▸ GIVEN INSTRUCTION: All of the data should be repeated exactly; pictures are not part of the copy.

Stored items from a collection:
::::::::

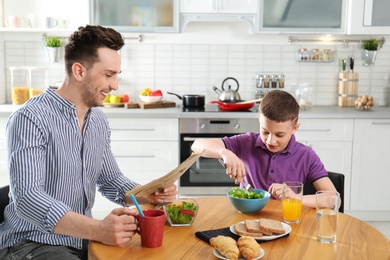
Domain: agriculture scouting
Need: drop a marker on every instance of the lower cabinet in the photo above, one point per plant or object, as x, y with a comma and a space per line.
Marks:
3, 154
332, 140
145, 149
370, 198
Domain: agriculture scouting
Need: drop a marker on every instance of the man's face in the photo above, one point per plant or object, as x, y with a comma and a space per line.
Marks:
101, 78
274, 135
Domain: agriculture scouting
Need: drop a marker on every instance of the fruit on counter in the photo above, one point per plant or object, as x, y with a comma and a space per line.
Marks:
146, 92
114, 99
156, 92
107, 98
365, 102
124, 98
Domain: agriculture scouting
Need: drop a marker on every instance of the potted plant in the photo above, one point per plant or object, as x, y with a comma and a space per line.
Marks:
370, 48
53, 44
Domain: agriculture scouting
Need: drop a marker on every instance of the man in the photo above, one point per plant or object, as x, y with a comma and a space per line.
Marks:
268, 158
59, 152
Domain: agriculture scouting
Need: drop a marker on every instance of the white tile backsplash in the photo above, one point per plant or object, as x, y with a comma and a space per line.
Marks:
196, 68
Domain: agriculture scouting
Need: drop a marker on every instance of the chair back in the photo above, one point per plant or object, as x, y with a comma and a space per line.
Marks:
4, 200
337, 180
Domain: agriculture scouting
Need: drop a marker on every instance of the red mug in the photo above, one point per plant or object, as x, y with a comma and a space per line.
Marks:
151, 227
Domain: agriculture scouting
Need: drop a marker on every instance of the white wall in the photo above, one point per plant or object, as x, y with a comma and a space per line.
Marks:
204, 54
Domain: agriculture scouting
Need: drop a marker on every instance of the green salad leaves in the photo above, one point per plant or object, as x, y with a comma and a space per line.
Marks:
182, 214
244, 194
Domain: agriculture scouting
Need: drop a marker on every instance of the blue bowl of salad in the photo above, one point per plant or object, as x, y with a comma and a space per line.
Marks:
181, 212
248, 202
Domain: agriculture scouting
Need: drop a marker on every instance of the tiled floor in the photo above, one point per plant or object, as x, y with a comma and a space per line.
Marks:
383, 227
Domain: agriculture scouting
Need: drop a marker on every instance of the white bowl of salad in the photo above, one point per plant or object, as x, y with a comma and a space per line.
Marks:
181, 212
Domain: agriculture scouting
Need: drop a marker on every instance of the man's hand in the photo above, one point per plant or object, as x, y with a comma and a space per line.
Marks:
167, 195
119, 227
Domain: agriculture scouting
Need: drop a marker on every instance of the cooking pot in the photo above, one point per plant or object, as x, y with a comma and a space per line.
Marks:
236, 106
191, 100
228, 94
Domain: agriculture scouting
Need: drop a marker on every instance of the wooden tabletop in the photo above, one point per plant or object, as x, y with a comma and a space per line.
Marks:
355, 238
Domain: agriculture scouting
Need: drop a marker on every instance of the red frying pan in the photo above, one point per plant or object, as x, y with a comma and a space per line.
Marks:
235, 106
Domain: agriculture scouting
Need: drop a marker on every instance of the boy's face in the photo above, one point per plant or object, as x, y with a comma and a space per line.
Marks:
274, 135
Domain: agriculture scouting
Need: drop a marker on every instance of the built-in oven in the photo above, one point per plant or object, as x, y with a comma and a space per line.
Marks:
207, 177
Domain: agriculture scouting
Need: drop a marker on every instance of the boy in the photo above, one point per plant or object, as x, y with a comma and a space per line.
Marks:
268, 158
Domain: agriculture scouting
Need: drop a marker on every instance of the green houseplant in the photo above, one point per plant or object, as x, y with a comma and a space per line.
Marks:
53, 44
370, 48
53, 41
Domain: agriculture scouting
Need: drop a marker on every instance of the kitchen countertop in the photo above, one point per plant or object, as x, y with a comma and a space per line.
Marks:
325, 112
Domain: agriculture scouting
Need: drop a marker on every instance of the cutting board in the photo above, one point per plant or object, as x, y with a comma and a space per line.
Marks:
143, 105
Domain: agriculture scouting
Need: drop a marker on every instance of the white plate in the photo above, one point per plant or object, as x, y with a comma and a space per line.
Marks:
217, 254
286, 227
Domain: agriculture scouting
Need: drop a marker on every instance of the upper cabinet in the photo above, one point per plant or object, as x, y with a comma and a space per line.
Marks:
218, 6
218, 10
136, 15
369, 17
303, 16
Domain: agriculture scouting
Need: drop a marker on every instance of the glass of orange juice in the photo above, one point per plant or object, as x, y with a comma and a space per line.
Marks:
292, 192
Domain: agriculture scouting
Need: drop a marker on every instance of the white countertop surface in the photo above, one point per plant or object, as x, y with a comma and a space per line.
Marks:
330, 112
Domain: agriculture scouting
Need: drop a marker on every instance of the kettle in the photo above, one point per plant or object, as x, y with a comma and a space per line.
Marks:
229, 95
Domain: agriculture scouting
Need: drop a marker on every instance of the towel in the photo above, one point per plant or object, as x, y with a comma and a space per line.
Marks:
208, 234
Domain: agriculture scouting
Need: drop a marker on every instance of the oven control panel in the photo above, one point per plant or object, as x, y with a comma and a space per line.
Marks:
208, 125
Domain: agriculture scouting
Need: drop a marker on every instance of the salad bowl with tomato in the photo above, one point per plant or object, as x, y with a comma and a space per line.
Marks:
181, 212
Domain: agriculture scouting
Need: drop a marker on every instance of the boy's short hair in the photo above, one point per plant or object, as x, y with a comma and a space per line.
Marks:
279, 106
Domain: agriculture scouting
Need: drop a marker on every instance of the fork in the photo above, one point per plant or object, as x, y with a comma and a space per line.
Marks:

::::::::

▸ RESPONSE:
Domain: agriculture scouting
Need: drop a marker on every instance of the lower cabinet in the photo above, one point per plant or object, as x, y with a comma and a space per line.
Marks:
3, 154
332, 140
145, 149
370, 198
Domain: agriculture scouting
Need: drop a marker on every instance of the man's face in the photo above, one point per plant or object, as x, y with a comma and a space per line.
Marks:
101, 78
274, 135
Domain: agriculture scouting
Need: drop a marker on every instance of the fruit on counter in the photo above, one point per plant or object, as x, y with a comma and a space per line.
Marks:
146, 92
114, 99
156, 92
107, 98
365, 102
124, 98
Domain: agriculture scouting
Need: drop a marker on every instance of the potted plant in the photo above, one point per plant or object, as x, y with a comma and a space per line.
Marks:
370, 48
53, 44
Domain: agriculture scouting
Need: drop a marker on every instance of the man in the photo above, one point per plant or object, as x, y with a comma and a space per line.
Marks:
268, 158
59, 152
Domain: agriculture scouting
Need: drop a marker on every instance of the white tile backsplash in the photo above, one point per plant or object, as x, y with a comma and a space per line.
Marks:
196, 68
Domain: agriculture scouting
Need: drop a marker on every instance of the chair back in the photo above, one point per plant or object, as x, y with a comma and a space per line.
Marks:
4, 200
337, 180
Domain: agriculture scouting
Need: drop a marker on every instance of the red mug in the photo above, one point per plant or object, as x, y with a comma and a space per line.
Marks:
151, 227
Domain: agriculture scouting
Need: drop a marker on every instance of the white wall in the photo above, one point per plant or object, as x, y with a comma and a space per line.
Marks:
204, 54
Domain: agriculture scouting
Need: drop a marker on every instance of the green salad leaves in the photo above, one point per plant or object, as x, y with a comma and a space per line.
Marks:
182, 214
244, 194
Domain: agriculture scouting
Need: drop a marker on every instance of the blue bowl of salad in the photo above, one point per plant or object, as x, y with a comma and a space per line.
Marks:
181, 212
248, 202
Domain: agriculture scouting
Need: drop a marker on every instance of the tiled floor in the photo above, one point per plant or object, as x, y with a comma and a space per line.
Marks:
383, 227
Domain: agriculture scouting
Need: drop a marker on every instance of the white bowl of salad in the photo above, one point per plant or object, as x, y with a comma and a space per line.
Marks:
181, 212
Domain: agriculture scouting
Need: drop a marker on every instance of the man's hand in the photo above, one point per plant or object, as x, y with a comma and a space per line.
Marks:
167, 195
119, 227
Domain: agriculture scouting
Need: drop a marker on every instance of the cooking pot in the photo above, one point per plant or object, as x, y with a comma and a space per line.
Marks:
236, 106
191, 100
228, 94
Domain: agriculture scouting
Need: drop a marker on every instance of the wooden tabletop in the photo above, one point per plant or object, as x, y with a comma and a space per line.
Marks:
355, 238
Domain: agriculture scouting
Need: drop a marker on every instance of the red frying pan in the photo above, one point per plant or object, as x, y with a comma and a space per line.
Marks:
235, 106
Domain: agriculture scouting
Need: drop a marker on every instance of the boy's face in the photo above, one point per plant or object, as x, y with a comma and a space per line.
Marks:
274, 135
Domain: agriculture scouting
Need: drop a marker on every instance of the built-in oven in the photo above, one point per plant or object, as x, y with a comma and a space per line.
Marks:
207, 177
Domain: agriculture scouting
Need: drop a marker on every instance of the boy in the photo above, one point per plant or object, as x, y with a comma and a space per line.
Marks:
268, 158
Domain: agriculture scouting
Need: drop a marker on every instance of the green houseplant in the photo above, one point per plant or object, as x, y with a comma and a space per line.
Marks:
53, 44
370, 48
53, 41
Domain: agriculture scouting
Need: drop a marker on every instance of the kitchen countertop in the photo above, one point per plant or object, as x, y with a comma and a space per line.
Marks:
325, 112
Domain: agriculture scouting
Need: drop a marker on every instance of the cutting board in the photo above, one point per plant or object, as x, y with a comma and a space per line.
Marks:
143, 105
Domain: agriculture scouting
Need: drop a marker on every instance of the white plate in the photo above, one point per plant or object, as x, y with a comma and a space per line.
Marks:
217, 254
286, 227
Domain: agriculture scouting
Need: drop a marker on every instance of the upper cabinet in the photo above, one point per plant or object, as x, y with a comma and a space per line.
Marks:
218, 6
218, 10
136, 15
369, 17
303, 16
Domain: agriculture scouting
Need: drop a marker on every instance of the glass of orange juice in the photo above, one point per plant or object, as x, y with a comma and a space per line.
Marks:
292, 192
Domain: agriculture scouting
Need: drop a marker on every instance of the white countertop surface in the photo above, one point per plant or object, as x, y with a comma and a space per line.
Marks:
330, 112
Domain: agriculture scouting
Need: drop a marker on every instance of the kettle in the photo above, one point per plant or object, as x, y with a comma and a space per line.
Marks:
229, 95
Domain: agriculture scouting
Need: drop a marker on every instance of the towel in the photo above, one point per plant or object, as x, y with a comma and a space per line.
Marks:
208, 234
Domain: agriculture scouting
Need: drop a marker on every instance of the oven control panel in the photo above, one point per plant or object, as x, y with a comma and a space per line.
Marks:
208, 125
Domain: agriculture scouting
Need: drop a marker on every instance of the salad bowl with tomato in the photo above, one point per plant or object, as x, y with a comma and a space per line.
Marks:
181, 212
Domain: agriculture scouting
Need: drop a marker on every instance of the boy's short hair in the photo above, one point per plant or object, as x, y with a comma and a space per line.
Marks:
279, 106
Domain: agriculture scouting
Need: drop a marker on every instance of the fork in the photo above, one point per plant or object, as x, y with a comma and a space per line.
Marks:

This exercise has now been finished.